-- start of Provided text --

Connaught Road is a major thoroughfare on the north shore of Hong Kong Island, Hong Kong. It links Shing Sai Road in Kennedy Town to the west and Harcourt Road in Admiralty to the east.

Location

The road consists of two adjoining sections, namely Connaught Road Central () and Connaught Road West ().

Connaught Road Central runs the length of Central, parallel to the north shore. It runs from approximately Admiralty in the east, where it connects Harcourt Road at the junction with Murray Road. The road ends west at On Tai Street, where it becomes Connaught Road West.

Connaught Road West runs towards the Kennedy Town and Pok Fu Lam areas in the west. For most of the stretch, Connaught Road West runs beneath the Connaught Road West Flyover, (Route 4). It is the main thoroughfare to the entrance of the Western Harbour Crossing and beyond to Shek Tong Tsui, where it merges with Des Voeux Road West.

History
This road was once a waterfront promenade with boats docked against the northern side of the road. In 1889, the north shore of Victoria City was under extensive reclamation. In 1890, Prince Arthur, Duke of Connaught and Strathearn visited Hong Kong, when Francis Fleming, the then acting governor announced a new road to be constructed in front of the old "Bowring Praya" (present day Des Voeux Road). This newly constructed road was then named Connaught Road, after the prince. A statue of the Duke once also occupied the junction of Pedder Street.

-- end of Provided text --

_Directions_
Reproduce the Connaught Road passage word for word, beginning at "The road consists" and stopping after "Connaught Road West.".

-- start of Given entries --

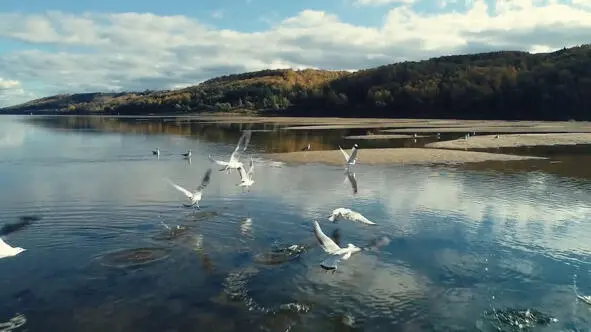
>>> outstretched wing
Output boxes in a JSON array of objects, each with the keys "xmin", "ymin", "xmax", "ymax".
[
  {"xmin": 208, "ymin": 155, "xmax": 228, "ymax": 166},
  {"xmin": 246, "ymin": 157, "xmax": 254, "ymax": 179},
  {"xmin": 237, "ymin": 166, "xmax": 248, "ymax": 181},
  {"xmin": 314, "ymin": 220, "xmax": 341, "ymax": 254},
  {"xmin": 197, "ymin": 168, "xmax": 211, "ymax": 191},
  {"xmin": 242, "ymin": 130, "xmax": 252, "ymax": 151},
  {"xmin": 0, "ymin": 238, "xmax": 12, "ymax": 252},
  {"xmin": 167, "ymin": 179, "xmax": 193, "ymax": 198},
  {"xmin": 347, "ymin": 147, "xmax": 359, "ymax": 163},
  {"xmin": 230, "ymin": 130, "xmax": 252, "ymax": 162},
  {"xmin": 339, "ymin": 145, "xmax": 349, "ymax": 162},
  {"xmin": 320, "ymin": 255, "xmax": 343, "ymax": 270},
  {"xmin": 346, "ymin": 169, "xmax": 358, "ymax": 194},
  {"xmin": 349, "ymin": 211, "xmax": 376, "ymax": 225}
]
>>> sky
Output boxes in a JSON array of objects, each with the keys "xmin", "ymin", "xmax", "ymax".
[{"xmin": 0, "ymin": 0, "xmax": 591, "ymax": 107}]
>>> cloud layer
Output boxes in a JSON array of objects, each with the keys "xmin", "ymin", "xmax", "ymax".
[{"xmin": 0, "ymin": 0, "xmax": 591, "ymax": 106}]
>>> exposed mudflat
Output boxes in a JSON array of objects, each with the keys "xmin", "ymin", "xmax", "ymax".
[
  {"xmin": 425, "ymin": 133, "xmax": 591, "ymax": 149},
  {"xmin": 265, "ymin": 148, "xmax": 545, "ymax": 165}
]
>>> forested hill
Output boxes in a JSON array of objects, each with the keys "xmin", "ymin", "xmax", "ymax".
[{"xmin": 3, "ymin": 45, "xmax": 591, "ymax": 120}]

-- end of Given entries --

_Response to the exercise_
The road consists of two adjoining sections, namely Connaught Road Central () and Connaught Road West ().

Connaught Road Central runs the length of Central, parallel to the north shore. It runs from approximately Admiralty in the east, where it connects Harcourt Road at the junction with Murray Road. The road ends west at On Tai Street, where it becomes Connaught Road West.